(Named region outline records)
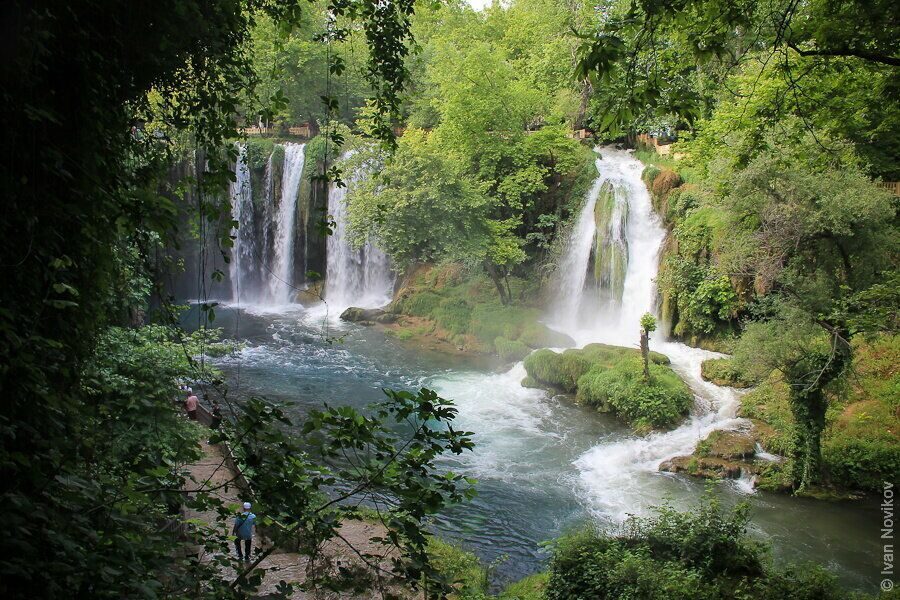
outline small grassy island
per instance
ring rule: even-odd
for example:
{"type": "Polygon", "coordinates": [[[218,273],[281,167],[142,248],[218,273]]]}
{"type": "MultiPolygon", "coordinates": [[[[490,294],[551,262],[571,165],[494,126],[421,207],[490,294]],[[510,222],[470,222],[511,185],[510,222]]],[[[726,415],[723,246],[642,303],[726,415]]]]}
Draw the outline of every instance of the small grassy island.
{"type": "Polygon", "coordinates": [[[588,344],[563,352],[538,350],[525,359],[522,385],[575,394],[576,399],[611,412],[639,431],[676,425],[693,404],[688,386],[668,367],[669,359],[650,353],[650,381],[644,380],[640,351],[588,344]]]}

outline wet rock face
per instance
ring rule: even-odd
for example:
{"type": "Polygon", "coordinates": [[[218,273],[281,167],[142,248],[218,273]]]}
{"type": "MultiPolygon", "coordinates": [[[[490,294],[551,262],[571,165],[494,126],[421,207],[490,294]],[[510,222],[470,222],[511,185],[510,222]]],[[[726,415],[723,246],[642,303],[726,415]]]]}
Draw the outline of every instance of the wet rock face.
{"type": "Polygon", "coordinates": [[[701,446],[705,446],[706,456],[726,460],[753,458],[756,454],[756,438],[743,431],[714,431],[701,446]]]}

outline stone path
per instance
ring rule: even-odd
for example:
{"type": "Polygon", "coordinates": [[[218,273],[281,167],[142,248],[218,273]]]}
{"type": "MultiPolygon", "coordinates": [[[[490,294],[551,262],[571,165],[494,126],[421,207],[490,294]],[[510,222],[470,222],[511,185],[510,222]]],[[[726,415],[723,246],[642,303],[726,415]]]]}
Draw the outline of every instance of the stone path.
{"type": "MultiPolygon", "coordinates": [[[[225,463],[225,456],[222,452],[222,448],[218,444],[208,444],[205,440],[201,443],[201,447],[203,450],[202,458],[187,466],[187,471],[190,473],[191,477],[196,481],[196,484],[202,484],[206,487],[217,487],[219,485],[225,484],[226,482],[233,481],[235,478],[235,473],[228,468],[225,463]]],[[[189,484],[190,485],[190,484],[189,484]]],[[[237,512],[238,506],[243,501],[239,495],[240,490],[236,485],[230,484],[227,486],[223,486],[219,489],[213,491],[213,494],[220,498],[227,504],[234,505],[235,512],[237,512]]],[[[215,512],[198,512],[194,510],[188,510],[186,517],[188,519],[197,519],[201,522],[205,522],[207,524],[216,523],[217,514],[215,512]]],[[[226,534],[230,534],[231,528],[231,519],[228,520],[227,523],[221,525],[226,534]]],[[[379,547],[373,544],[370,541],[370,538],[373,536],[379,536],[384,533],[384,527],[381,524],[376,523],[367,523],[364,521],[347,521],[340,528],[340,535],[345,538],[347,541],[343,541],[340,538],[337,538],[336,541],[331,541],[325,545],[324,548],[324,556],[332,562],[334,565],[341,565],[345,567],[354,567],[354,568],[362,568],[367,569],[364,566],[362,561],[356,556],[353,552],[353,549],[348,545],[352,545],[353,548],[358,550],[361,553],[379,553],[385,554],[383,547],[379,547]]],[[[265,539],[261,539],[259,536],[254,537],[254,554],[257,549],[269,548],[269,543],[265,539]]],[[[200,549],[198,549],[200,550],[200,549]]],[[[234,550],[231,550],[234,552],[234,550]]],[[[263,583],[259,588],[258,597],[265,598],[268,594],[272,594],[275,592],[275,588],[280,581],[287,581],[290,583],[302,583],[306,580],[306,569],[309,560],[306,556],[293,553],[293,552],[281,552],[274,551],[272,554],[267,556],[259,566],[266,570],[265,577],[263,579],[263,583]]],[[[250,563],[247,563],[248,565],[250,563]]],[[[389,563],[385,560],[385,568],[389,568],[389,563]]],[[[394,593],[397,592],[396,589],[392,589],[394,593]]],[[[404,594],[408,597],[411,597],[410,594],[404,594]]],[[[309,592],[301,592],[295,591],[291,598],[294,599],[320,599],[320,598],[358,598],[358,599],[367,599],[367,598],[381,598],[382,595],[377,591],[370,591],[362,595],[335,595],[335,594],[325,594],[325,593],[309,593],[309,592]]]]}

■ **WRITTEN REQUEST**: Please rewrite the part of the records that opens with the line containing "outline stone path" and closes with the line containing "Draw the outline of every instance of the stone", replacing "stone path" with "gravel path" and leaving everything else unchanged.

■ **COMPLETED TASK**:
outline gravel path
per instance
ring rule: even-odd
for example:
{"type": "Polygon", "coordinates": [[[218,273],[281,167],[142,248],[218,273]]]}
{"type": "MultiPolygon", "coordinates": [[[[490,294],[551,262],[571,165],[494,126],[421,207],[490,294]],[[510,222],[470,222],[511,185],[510,222]]],[[[726,415],[723,246],[642,303],[726,415]]]]}
Draw the outline of every instance of the gravel path.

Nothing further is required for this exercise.